Excerpts of labeled region data
__________________________________________________
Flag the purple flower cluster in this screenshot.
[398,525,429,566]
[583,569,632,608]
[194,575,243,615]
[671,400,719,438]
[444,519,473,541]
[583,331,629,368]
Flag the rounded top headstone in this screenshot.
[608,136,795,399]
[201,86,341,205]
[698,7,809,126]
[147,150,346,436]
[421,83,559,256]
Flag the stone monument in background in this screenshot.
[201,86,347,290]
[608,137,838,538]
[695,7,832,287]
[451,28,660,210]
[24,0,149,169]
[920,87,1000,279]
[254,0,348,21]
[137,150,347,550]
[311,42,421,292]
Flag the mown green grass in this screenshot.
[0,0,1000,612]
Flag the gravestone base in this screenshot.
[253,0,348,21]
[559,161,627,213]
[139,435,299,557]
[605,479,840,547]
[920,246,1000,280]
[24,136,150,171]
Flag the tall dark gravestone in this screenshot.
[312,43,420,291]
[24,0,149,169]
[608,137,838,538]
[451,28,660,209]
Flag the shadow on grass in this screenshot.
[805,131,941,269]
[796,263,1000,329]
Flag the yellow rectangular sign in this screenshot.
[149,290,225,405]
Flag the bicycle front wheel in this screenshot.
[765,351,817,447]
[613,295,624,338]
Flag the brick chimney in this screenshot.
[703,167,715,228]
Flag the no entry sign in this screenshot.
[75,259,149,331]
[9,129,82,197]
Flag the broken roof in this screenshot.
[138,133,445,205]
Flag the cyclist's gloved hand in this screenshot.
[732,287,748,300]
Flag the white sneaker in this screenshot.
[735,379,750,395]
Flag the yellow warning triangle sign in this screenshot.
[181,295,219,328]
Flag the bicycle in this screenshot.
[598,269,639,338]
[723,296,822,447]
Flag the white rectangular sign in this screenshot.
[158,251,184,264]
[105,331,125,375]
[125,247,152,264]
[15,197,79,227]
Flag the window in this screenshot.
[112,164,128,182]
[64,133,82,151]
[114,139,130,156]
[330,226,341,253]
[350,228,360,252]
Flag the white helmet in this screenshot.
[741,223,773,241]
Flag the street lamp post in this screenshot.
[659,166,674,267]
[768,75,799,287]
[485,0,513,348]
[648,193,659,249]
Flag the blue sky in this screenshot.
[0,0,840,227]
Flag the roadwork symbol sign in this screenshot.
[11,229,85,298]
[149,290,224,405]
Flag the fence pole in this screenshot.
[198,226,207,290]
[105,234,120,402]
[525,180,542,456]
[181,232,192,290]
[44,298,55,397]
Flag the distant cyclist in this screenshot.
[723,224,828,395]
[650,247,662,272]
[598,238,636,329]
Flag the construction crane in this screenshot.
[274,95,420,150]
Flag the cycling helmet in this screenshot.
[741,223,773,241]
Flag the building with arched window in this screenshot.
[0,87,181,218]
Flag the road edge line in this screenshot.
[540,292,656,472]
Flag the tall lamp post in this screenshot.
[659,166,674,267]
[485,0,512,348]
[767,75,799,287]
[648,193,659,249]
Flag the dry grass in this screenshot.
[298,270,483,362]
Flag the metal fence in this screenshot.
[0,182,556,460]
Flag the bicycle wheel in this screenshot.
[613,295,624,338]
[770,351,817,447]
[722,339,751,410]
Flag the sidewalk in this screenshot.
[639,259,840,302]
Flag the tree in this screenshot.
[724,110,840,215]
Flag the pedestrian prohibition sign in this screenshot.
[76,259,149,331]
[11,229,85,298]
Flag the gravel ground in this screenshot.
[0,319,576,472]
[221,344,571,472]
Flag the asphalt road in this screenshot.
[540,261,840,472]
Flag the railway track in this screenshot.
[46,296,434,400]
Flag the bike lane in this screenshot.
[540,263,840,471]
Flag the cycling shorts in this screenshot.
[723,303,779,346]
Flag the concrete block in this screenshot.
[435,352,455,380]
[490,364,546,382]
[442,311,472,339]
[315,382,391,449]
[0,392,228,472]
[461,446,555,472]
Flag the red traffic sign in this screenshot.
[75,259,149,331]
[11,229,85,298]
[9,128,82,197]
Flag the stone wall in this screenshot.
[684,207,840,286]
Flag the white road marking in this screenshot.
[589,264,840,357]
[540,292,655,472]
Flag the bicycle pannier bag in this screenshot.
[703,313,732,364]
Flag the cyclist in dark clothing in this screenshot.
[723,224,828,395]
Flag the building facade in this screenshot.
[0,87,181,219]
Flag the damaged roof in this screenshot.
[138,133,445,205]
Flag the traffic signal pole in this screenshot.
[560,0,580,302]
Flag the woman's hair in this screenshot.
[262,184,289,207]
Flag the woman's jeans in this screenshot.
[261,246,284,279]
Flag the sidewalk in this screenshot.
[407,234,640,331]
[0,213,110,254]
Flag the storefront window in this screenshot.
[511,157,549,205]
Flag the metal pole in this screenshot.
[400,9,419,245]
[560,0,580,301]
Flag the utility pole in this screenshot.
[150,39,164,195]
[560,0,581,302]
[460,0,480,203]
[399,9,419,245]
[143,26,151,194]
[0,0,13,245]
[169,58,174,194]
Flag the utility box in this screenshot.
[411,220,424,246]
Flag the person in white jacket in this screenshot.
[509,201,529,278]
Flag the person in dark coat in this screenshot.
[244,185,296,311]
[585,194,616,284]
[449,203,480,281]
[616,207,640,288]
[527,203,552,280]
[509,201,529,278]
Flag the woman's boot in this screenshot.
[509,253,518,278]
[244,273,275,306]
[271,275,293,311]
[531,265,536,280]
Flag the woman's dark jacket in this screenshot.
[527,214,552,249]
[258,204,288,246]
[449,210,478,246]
__________________________________________________
| Stated task |
Convert every line of the material above into a JSON array of strings, with one string per line and blank lines omitted.

| Solution for this task |
[
  "Flag the purple flower cluster in this screenshot.",
  "[398,525,429,566]",
  "[583,569,632,608]",
  "[194,575,243,615]",
  "[671,400,719,438]",
  "[444,519,473,541]",
  "[583,331,629,368]",
  "Flag the rounded top headstone in this screenshot.",
  "[608,136,795,399]",
  "[201,86,341,205]",
  "[698,7,809,126]",
  "[147,150,346,436]",
  "[421,83,559,256]",
  "Flag the stone monument in background in this screenshot.",
  "[201,86,347,290]",
  "[608,137,838,538]",
  "[695,7,832,287]",
  "[451,28,660,210]",
  "[24,0,149,169]",
  "[920,87,1000,279]",
  "[254,0,348,21]",
  "[137,150,347,550]",
  "[311,42,421,292]",
  "Flag the mown green grass in this screenshot.",
  "[0,0,1000,612]",
  "Flag the gravestone base in this screenshot.",
  "[253,0,348,21]",
  "[559,161,627,213]",
  "[139,435,299,557]",
  "[605,479,840,547]",
  "[920,246,1000,280]",
  "[24,136,150,171]",
  "Flag the tall dark gravestone in this screenshot.",
  "[312,43,420,291]",
  "[24,0,149,169]",
  "[608,137,838,538]",
  "[451,28,660,209]",
  "Flag the shadow on grass in this screenshot.",
  "[805,131,941,269]",
  "[796,263,1000,329]",
  "Flag the yellow rectangular sign in this screenshot.",
  "[149,290,225,405]",
  "Flag the bicycle front wheel in this screenshot.",
  "[765,351,817,447]",
  "[613,295,624,338]",
  "Flag the brick chimney in this screenshot.",
  "[703,167,715,228]",
  "Flag the no entry sign in this screenshot.",
  "[75,259,149,331]",
  "[9,129,82,197]",
  "Flag the broken roof in this screenshot.",
  "[138,133,445,205]",
  "Flag the cyclist's gloved hand in this screenshot.",
  "[732,287,748,300]",
  "Flag the white sneaker in this screenshot.",
  "[735,379,750,395]",
  "Flag the yellow warning triangle sign in this screenshot.",
  "[181,295,219,328]",
  "Flag the bicycle in this screenshot.",
  "[598,269,639,338]",
  "[723,296,822,447]",
  "Flag the white rectangular sign in this screenshot.",
  "[158,251,184,264]",
  "[105,331,125,375]",
  "[125,247,152,264]",
  "[15,197,79,227]",
  "Flag the window in this screenshot.",
  "[112,164,128,182]",
  "[64,133,82,151]",
  "[114,139,130,156]",
  "[330,226,341,253]",
  "[350,228,360,252]",
  "Flag the white helmet in this screenshot.",
  "[741,223,773,241]",
  "Flag the street lamp post in this screenshot.",
  "[659,166,674,267]",
  "[768,75,799,287]",
  "[485,0,513,348]",
  "[648,193,659,249]",
  "Flag the blue sky in this screenshot.",
  "[0,0,840,227]",
  "Flag the roadwork symbol sign in this screenshot.",
  "[11,229,85,298]",
  "[149,290,224,405]",
  "Flag the fence pole in this screenshot.",
  "[198,226,207,290]",
  "[105,234,120,402]",
  "[525,180,542,456]",
  "[181,232,192,290]",
  "[44,298,55,397]",
  "Flag the distant cyclist in this screenshot.",
  "[723,224,828,395]",
  "[650,247,662,272]",
  "[598,238,636,329]",
  "Flag the construction crane in this screenshot.",
  "[274,95,420,150]",
  "Flag the cycling helmet in this screenshot.",
  "[741,223,773,241]",
  "Flag the building with arched window in this screenshot.",
  "[0,87,181,218]",
  "Flag the road edge line in this screenshot.",
  "[540,292,656,472]",
  "Flag the tall lamp post in this screenshot.",
  "[659,166,674,267]",
  "[485,0,512,348]",
  "[767,75,799,287]",
  "[648,193,659,249]",
  "Flag the dry grass in this screenshot.",
  "[298,270,483,362]",
  "Flag the metal fence in this screenshot.",
  "[0,182,556,460]",
  "Flag the bicycle wheel in this screenshot.",
  "[613,295,624,338]",
  "[770,351,817,447]",
  "[722,339,751,410]",
  "Flag the sidewalk in this screenshot.",
  "[639,259,840,302]",
  "Flag the tree in this screenshot.",
  "[724,110,840,215]",
  "Flag the pedestrian prohibition sign in this screenshot.",
  "[76,259,149,331]",
  "[11,229,85,298]",
  "Flag the gravel ground in this screenshot.",
  "[0,319,576,472]",
  "[221,344,571,472]",
  "Flag the asphalt road in this screenshot.",
  "[540,261,840,472]",
  "Flag the railway track in this screenshot.",
  "[46,296,434,400]",
  "Flag the bike lane in this screenshot.",
  "[540,263,840,471]",
  "Flag the cycling shorts in this screenshot.",
  "[723,303,779,346]",
  "Flag the concrete block in this screenshot.",
  "[435,352,455,380]",
  "[490,364,546,382]",
  "[442,311,472,339]",
  "[315,382,391,449]",
  "[0,392,228,472]",
  "[461,446,555,472]",
  "Flag the red traffic sign in this screenshot.",
  "[75,259,149,331]",
  "[11,229,85,298]",
  "[9,128,82,197]",
  "Flag the stone wall in this screenshot.",
  "[684,207,840,286]",
  "Flag the white road marking in this screenshot.",
  "[589,264,840,357]",
  "[540,292,655,472]",
  "Flag the bicycle pannier bag in this screenshot.",
  "[703,313,732,364]",
  "Flag the cyclist in dark clothing in this screenshot.",
  "[723,224,828,395]",
  "Flag the building facade in this screenshot.",
  "[0,87,181,219]",
  "Flag the damaged roof in this screenshot.",
  "[138,133,445,205]",
  "Flag the traffic signal pole in this screenshot.",
  "[560,0,580,302]",
  "Flag the woman's hair in this screenshot.",
  "[262,184,289,207]",
  "Flag the woman's jeans in this screenshot.",
  "[261,246,284,279]",
  "Flag the sidewalk in this screenshot.",
  "[407,234,640,331]",
  "[0,213,110,254]",
  "Flag the storefront window in this screenshot.",
  "[511,157,549,205]",
  "Flag the metal pole in this screenshot.",
  "[400,9,419,245]",
  "[560,0,580,301]",
  "Flag the utility pole in this screenshot.",
  "[150,39,164,195]",
  "[560,0,581,302]",
  "[460,0,480,203]",
  "[399,9,419,245]",
  "[143,26,151,194]",
  "[0,0,13,245]",
  "[169,58,174,194]",
  "Flag the utility box in this screenshot.",
  "[411,220,424,246]",
  "Flag the person in white jacket in this screenshot.",
  "[509,201,529,278]",
  "Flag the person in dark coat in this screenshot.",
  "[244,185,296,311]",
  "[585,194,616,284]",
  "[449,203,480,281]",
  "[616,207,640,288]",
  "[527,203,552,280]",
  "[509,201,529,278]",
  "Flag the woman's boot in this screenshot.",
  "[509,253,518,278]",
  "[244,273,275,306]",
  "[271,275,293,311]",
  "[531,265,536,280]",
  "Flag the woman's dark jacket in this screenshot.",
  "[527,214,552,249]",
  "[258,204,288,246]",
  "[449,210,478,246]"
]